Trecho do documento »
PRISÃO TEMPORÁRIA: DA EXCEPCIONALIDADE À BANALIZAÇÃO

A prisão temporária é um resquício autoritário da antiga prisão para averiguações, em que pese a ordem seja emanada por autoridade judicial, tendo sido introduzida no ordenamento jurídico brasileiro pela Medida Provisória nº 111, de 24/11/1989, e convertida na Lei nº 7.960/89 (ver aqui).
Questiona-se, a respeito, possível ofensa ao disposto nos artigos 22, inciso I, e 62, §1º, inc. I, alínea “b”, ambos da Constituição Federal, eis que há uma exigência de que matéria processual penal e penal seja tratada por lei em sentido estrito, sendo vedada a edição de medida provisória (EC nº 32/2001). 
De outra banda, aponta-se violação ao due process of law, na medida em que se inverte a ordem natural de um processo-crime em um Estado Democrático de Direito, isto é, prende-se para investigar. Revela-se mecanismo utilizado de há muito pela Santa Inquisição, onde se buscava infligir todo tipo de tortura psicológica ao investigado, posto à disposição da instituição para a colheita da prova.
Nada obstante, ainda que admitida a constitucionalidade da prisão temporária, o que será objeto de maior análise em outro texto, é preciso ter em mente que a (pré)cautelaridade que lhe é inerente, assim como a Lei 7.960/89, exige a demonstração do fumus commissi delicti (prova da existência do crime e indícios suficientes de autoria) e  periculum libertatis (perigo que decorre do estado de liberdade do imputado), dado que esta não pode servir como forma de antecipar eventual pena privativa de liberdade, sob pena de ofensa ao princípio constitucional da presunção de inocência (art. 5º, inc. LVII, CF).
A prisão temporária se dirige à tutela da investigação preliminar, daí seu caráter precautelar com a principiologia que lhe é própria: jurisdicionalidade, motivação, contraditório, provisionalidade, provisoriedade, excepcionalidade e proporcionalidade.
A exigência do fumus commissi delicti (requisito) tem previsão no artigo 1º, inciso III, da Lei 7.960/89, sendo necessária fundadas razões de autoria ou participação do indiciado em um dos crimes previstos no rol taxativo do diploma legal.
Já o periculum libertatis (fundamento) pode ser extraído do art. 1º, I, da referida Lei, ou seja, a imprescindibilidade da prisão para a investigação estará caracterizada quando o estado de liberdade puder causar prejuízo ao regular andamento da mesma.

(Entradas de dados)
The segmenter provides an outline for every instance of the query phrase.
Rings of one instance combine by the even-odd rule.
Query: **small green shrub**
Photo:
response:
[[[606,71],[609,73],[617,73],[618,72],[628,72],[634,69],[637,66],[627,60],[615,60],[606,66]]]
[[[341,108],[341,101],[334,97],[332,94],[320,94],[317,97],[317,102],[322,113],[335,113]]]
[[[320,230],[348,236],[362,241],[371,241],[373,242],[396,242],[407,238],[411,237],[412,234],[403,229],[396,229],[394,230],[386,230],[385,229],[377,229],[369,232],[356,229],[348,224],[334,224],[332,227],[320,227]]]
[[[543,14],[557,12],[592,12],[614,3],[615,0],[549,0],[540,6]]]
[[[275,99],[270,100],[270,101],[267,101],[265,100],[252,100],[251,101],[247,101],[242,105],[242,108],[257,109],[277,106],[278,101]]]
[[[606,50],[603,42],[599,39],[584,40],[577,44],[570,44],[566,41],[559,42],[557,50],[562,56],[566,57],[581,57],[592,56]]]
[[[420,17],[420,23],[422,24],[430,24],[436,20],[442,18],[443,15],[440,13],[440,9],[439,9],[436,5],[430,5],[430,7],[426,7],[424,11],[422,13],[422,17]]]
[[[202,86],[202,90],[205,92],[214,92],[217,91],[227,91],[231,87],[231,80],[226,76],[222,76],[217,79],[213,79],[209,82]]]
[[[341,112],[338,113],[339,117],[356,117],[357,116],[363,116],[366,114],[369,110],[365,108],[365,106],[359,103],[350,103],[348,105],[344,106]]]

O exercício » Continue o texto sobre a prisão temporária a partir da última frase apresentada. Os registros não têm relação com o texto.

Resposta esperada »
A criação de conjecturas para imputar ao investigado indícios de autoria delitiva não é suficiente para a decretação da prisão provisória, eis que esta deve ser imprescindível e não meramente conveniente.
No tocante ao fundamento, há de se ter demonstração concreta de que o investigado interfere de alguma forma no andamento das investigações, sem o quê a liberdade não coloca em risco as diligências necessárias e a prisão não será tida como imprescindível.
Não é raro que a prisão provisória não passe de um mecanismo de coação tipicamente policialesco, utilizado demasiadamente na malfada Operação Lava Jato: prender para forçar uma delação.
Com Maurício Zanoide de Moraes[1], pode-se aprender que a construção cultural inquisitória microfamiliar se expande para um comportamento macrossocial. Ninguém é filho de “chocadeira”, a criança criada ontem sob uma cultura de presunções de culpa é o adulto inquisidor de amanhã. E em algum lugar este vai chegar, inclusive nos quadros da Polícia, da Magistratura e do Ministério Público. O ponto é: saber que um processo penal democrático e constitucional se constrói sob o manto acusatório, cuja presunção vigente deve ser a de inocência, não de culpa.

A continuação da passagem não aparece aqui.